TASK STATEMENT>
Would you retype the listing word for word, skipping its pictures?
===============
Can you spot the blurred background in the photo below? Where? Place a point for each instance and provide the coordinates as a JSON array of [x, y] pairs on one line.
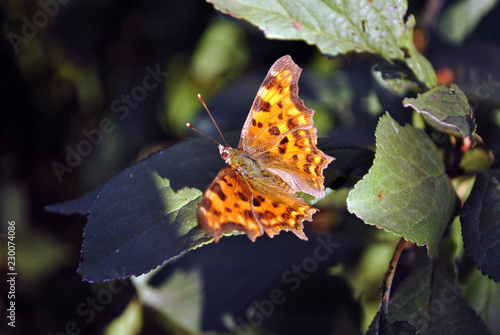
[[123, 76]]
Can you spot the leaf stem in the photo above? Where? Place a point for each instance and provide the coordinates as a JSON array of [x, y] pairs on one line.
[[385, 288]]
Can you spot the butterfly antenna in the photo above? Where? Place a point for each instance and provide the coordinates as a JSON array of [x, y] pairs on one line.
[[189, 125], [215, 123]]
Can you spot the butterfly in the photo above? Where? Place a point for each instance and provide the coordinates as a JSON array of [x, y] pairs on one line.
[[275, 158]]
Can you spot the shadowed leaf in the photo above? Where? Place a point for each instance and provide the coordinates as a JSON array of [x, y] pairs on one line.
[[446, 109], [481, 224]]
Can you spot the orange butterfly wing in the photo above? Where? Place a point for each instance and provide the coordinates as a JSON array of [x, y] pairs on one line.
[[232, 202], [279, 131], [277, 157]]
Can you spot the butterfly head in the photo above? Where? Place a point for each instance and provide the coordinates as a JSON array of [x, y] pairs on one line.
[[226, 153]]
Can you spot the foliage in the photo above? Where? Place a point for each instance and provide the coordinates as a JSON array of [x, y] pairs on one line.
[[413, 186]]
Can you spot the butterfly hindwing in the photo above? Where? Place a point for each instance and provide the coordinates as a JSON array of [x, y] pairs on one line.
[[276, 157]]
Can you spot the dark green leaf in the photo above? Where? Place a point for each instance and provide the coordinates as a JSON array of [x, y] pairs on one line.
[[338, 27], [406, 191], [398, 77], [481, 223], [430, 300], [446, 109], [351, 162], [147, 214], [80, 205]]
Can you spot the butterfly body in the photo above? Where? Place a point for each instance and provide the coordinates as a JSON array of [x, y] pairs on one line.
[[276, 157]]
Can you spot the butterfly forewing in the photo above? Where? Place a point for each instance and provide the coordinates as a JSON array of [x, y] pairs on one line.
[[279, 131], [277, 157]]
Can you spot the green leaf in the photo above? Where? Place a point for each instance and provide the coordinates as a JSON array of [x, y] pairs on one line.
[[179, 298], [80, 205], [481, 224], [462, 17], [446, 109], [406, 191], [147, 214], [338, 27], [431, 301]]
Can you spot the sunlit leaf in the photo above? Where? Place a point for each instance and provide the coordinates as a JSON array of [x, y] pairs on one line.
[[462, 17], [338, 27], [406, 191]]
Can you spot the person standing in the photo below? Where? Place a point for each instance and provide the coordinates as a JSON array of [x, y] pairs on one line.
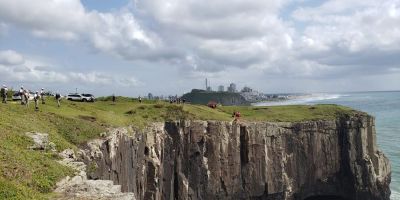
[[26, 97], [58, 98], [22, 95], [36, 97], [4, 91], [42, 96]]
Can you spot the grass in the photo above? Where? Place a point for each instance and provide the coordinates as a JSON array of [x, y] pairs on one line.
[[28, 174]]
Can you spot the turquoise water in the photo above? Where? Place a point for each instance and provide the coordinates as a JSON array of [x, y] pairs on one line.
[[385, 106]]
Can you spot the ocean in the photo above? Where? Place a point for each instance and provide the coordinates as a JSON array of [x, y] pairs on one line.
[[385, 106]]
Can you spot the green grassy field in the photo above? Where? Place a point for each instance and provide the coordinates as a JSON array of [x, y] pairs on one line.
[[27, 174]]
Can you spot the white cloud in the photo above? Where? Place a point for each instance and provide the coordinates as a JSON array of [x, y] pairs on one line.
[[10, 57], [207, 38], [69, 20], [36, 71]]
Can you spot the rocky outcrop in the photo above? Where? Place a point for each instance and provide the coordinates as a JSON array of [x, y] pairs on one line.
[[80, 188], [222, 160]]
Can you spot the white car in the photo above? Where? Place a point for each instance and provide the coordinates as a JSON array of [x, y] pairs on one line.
[[81, 97]]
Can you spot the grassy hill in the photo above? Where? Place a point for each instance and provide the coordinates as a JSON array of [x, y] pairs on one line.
[[225, 98], [27, 174]]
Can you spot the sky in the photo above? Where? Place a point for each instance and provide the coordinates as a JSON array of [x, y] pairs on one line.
[[133, 47]]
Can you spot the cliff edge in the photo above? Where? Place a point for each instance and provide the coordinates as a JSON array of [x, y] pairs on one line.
[[336, 159]]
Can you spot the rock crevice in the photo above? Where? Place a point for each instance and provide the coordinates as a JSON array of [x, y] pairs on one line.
[[261, 160]]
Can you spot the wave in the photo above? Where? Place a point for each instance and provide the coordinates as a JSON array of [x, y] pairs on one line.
[[301, 100], [394, 195]]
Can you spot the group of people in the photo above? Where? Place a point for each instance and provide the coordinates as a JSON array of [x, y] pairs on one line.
[[25, 96]]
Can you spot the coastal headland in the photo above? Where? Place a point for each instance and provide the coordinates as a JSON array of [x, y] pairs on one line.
[[158, 150]]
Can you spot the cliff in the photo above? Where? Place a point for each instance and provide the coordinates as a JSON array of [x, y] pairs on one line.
[[338, 159]]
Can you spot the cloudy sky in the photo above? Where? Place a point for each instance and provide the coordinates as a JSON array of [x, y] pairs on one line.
[[132, 47]]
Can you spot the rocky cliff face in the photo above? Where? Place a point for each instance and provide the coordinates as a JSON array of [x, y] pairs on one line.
[[221, 160]]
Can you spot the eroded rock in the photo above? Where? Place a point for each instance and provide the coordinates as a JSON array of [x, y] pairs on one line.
[[223, 160], [41, 141]]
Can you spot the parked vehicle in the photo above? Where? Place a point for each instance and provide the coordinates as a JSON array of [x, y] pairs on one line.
[[81, 97], [89, 97], [17, 97]]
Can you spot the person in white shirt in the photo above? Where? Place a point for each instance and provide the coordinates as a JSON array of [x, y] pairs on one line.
[[42, 96]]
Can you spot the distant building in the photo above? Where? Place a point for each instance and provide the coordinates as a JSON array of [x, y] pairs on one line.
[[221, 88], [247, 89], [232, 87]]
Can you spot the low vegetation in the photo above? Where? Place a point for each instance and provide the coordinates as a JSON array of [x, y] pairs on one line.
[[28, 174]]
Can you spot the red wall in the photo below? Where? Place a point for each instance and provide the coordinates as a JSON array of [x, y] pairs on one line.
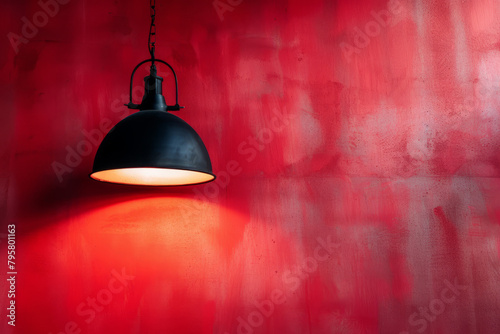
===============
RESULT FOR THIS EXERCISE>
Can you spot the blurred background in the photo below? Where? Place a point for each instance and provide the coordinates as a JSON array of [x, y] pairs on one line.
[[123, 76]]
Can you spot the leaf stem in the photo above? Where? Place a point for each instance and provide the coordinates as a JSON array of [x, y] pairs on one line.
[[385, 288]]
Can you spot the butterfly antenna in the photo above? Where? Place a point for each instance and provide the coordinates as a JSON array of [x, y] pairs on one line.
[[189, 125], [215, 123]]
Can you spot the butterfly in the photo above? Where? Place a point for each instance and provide the coordinates as a JSON array of [x, y] pairs on one line.
[[275, 158]]
Can you spot the shadowed leaf in the photo above? Where? Place a point for each instance and provide the coordinates as a JSON array of [x, y] pairs on one line.
[[446, 109], [481, 224]]
Can you spot the orange butterfly wing in the photo above? Where? Place a point for each instance and provide the coordinates as a JSON array of [x, y] pairs on one line.
[[232, 202], [279, 131], [277, 157]]
Can you spot the butterfly head in the photo above? Where? Place a point for each instance and provide the coordinates as a JSON array of [x, y] pairs on one line.
[[226, 153]]
Can you spot the foliage in the photo above? Where? Place a point for each instance and provide the coordinates as a JSON array of [x, y] pairs on one line.
[[413, 186]]
Can you spot the butterfly hindwing in the photo above? Where? Place a point for each instance and provide the coordinates as a JSON array of [x, y] pairs on one line.
[[276, 157]]
Can you spot the dark green leaf in the photo above? Where? Place a point for each instance and provide the coordinates as a JSON array of [x, y] pairs on one line.
[[338, 27], [406, 191], [398, 77], [481, 223], [430, 300], [446, 109], [351, 162], [147, 214], [80, 205]]
Can you spot the butterfly body in the photo above? Where? Place a point for each instance and provide the coordinates as a JSON array of [x, y] pairs on one line.
[[276, 157]]
Can you spot the butterfly forewing in the photo above? Where? Place a point for each instance and provide the coordinates as a JSON array of [x, y] pairs on one line.
[[279, 131], [277, 157]]
Can you spot the green leaf in the photo above? Where? Place a point for each instance and provide the coordinates as a JSON array of [x, y] pairs on one line.
[[179, 298], [80, 205], [481, 224], [462, 17], [446, 109], [406, 191], [147, 214], [338, 27], [431, 301]]
Can you spot the sunlit leaf in the photo above? Where? Place a point for each instance and provide the coordinates as a JSON array of [x, y] pairs on one line.
[[462, 17], [338, 27], [406, 191]]
Can you spot the person standing in the photo below? Where? Place a point for each instance and provide the coordinates as a JSON array of [x, y] pairs on one line.
[[26, 97], [58, 98], [22, 95], [36, 97], [4, 91], [42, 96]]
Can you spot the grass in the photo above? Where? Place a point for each instance and provide the coordinates as a JSON array of [x, y] pairs on one line.
[[28, 174]]
Can you spot the turquoise water in the photo above? Where? Place a point for each instance and provide the coordinates as a JSON array of [x, y] pairs on one line.
[[385, 106]]
Can you spot the ocean in the photo above? Where? Place a point for each instance and provide the coordinates as a JSON array of [x, y] pairs on one line.
[[385, 106]]
Can you spot the green grassy field in the photo above? Where? Place a point for each instance and provide the coordinates as a JSON array of [x, y] pairs on one line.
[[27, 174]]
Can you spot the white cloud in the photo above? Where? Place a point for each instance and provide the coordinates as a JSON array of [x, y] pairs on one line.
[[10, 57], [207, 38], [69, 20], [36, 71]]
Can you spot the rocky outcrop in the photo above? Where? Place a point for each instance and provide the coordinates as a JSON array of [x, y] pairs on one line.
[[80, 188], [222, 160]]
Can you spot the white car in the photo above? Where? Place a point for each instance and provide the coordinates as a JSON array of [x, y] pairs on one line.
[[81, 97]]
Can you spot the grassy hill in the photo above? Where? Place a point for each instance and provide the coordinates as a JSON array of [x, y] pairs on one line.
[[225, 98], [27, 174]]
Can you spot the sky in the photo above? Where? Place a point for each instance and provide the coordinates as a JSON array of [x, y] pairs on one line.
[[133, 47]]
Can you spot the cliff edge in the photo above? Where? Place a point for each instance and provide the coordinates as a JSON array of [x, y] pairs on one line.
[[336, 159]]
Can you spot the rock crevice in the photo above? Where? Place a point for each instance and provide the coordinates as a JSON array of [x, y] pairs on one line.
[[261, 160]]
Can you spot the wave in the photo above? Where? Place a point for each instance and provide the coordinates as a JSON array of [x, y] pairs on one line.
[[301, 100], [394, 195]]
Can you spot the group of people in the photo above? Where? Place a point for each instance and provide the coordinates as a JSON array of [x, y] pairs on one line.
[[25, 96]]
Can you spot the coastal headland in the photo above? Where? Place a point for each instance and provide the coordinates as a JSON array of [x, y] pairs on one line.
[[158, 150]]
Can you spot the cliff in the photo above? Where? Place a point for each instance and provide the coordinates as a JSON array of [x, y] pairs on one line.
[[338, 159]]
Can you spot the cloudy sky in the photo above? Where? Place a point for each instance and provide the coordinates as a JSON array of [x, y] pairs on one line.
[[132, 47]]
Can you spot the rocky cliff face in the photo above? Where? Place a point for each instance and provide the coordinates as a JSON array of [x, y] pairs on one line.
[[221, 160]]
Can you spot the eroded rock in the photo above? Where? Place a point for each instance and provide the coordinates as a JSON array of [x, y] pairs on one line.
[[223, 160], [41, 141]]
Can you spot the parked vehicle in the photo above? Where? Place a point for each instance and provide the coordinates as a JSON array of [x, y] pairs on one line.
[[81, 97], [89, 97], [17, 97]]
Can you spot the person in white shirt in the photo above? Where? Place a point for each instance and provide the coordinates as a JSON array of [x, y] pairs on one line.
[[42, 96]]
Can you spot the distant building in the photo above? Where? Place a point for each instance and provide the coordinates as a JSON array of [x, y] pairs on one line.
[[221, 88], [247, 89], [232, 87]]
Can you spot the low vegetation in the photo above? Where? Place a point for each instance and provide the coordinates as a JSON array of [x, y] pairs on one line.
[[28, 174]]
Can you spot the red wall in the photo below? Where? Place a point for each instance and provide the coordinates as a JSON array of [x, y] pairs on one line.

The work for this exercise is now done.